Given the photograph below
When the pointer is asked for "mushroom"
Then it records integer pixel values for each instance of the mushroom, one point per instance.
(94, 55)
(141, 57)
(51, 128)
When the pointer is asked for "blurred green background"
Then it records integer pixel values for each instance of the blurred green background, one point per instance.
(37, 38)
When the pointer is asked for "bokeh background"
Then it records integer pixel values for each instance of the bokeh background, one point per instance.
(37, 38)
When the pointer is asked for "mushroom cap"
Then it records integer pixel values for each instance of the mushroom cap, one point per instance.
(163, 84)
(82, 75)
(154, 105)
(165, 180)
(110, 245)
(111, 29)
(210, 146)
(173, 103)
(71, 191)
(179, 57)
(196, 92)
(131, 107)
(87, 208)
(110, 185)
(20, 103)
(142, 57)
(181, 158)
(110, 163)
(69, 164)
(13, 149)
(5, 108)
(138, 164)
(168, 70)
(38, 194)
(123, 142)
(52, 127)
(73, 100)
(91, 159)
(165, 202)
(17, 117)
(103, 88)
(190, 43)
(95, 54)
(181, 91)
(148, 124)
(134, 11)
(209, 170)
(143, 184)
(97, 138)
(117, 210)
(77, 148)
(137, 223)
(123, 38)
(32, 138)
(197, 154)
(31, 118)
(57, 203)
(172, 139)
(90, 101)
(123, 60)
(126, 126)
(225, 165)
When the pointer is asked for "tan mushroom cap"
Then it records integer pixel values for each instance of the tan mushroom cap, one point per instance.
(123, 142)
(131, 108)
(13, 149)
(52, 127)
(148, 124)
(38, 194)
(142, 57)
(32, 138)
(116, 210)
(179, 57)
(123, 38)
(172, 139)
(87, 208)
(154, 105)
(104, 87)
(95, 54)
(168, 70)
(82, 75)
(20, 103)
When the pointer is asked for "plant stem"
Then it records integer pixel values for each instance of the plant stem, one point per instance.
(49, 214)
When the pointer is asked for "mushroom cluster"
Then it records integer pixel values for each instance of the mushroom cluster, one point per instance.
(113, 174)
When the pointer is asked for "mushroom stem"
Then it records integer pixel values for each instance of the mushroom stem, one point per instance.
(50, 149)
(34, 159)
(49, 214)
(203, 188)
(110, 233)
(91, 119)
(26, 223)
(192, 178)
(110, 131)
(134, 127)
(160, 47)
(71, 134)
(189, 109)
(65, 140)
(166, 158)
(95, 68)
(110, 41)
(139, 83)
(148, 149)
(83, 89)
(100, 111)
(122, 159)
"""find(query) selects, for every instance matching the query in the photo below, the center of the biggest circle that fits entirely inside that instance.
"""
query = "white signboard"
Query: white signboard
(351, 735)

- - - - -

▶ _Problem to solve_: Copy out each line of the entries where the word "asked" is found.

▶ _Answer box_:
When the pointer is asked for "mushroom"
When the pointer is asked for "blurred green background"
When the pointer is asked for "bokeh background"
When the pointer is asked for "mushroom cap"
When the pointer is asked for "tan mushroom cap"
When the pointer is asked for "plant stem"
When the pointer is asked for "mushroom cluster"
When the pointer is asked for "mushroom stem"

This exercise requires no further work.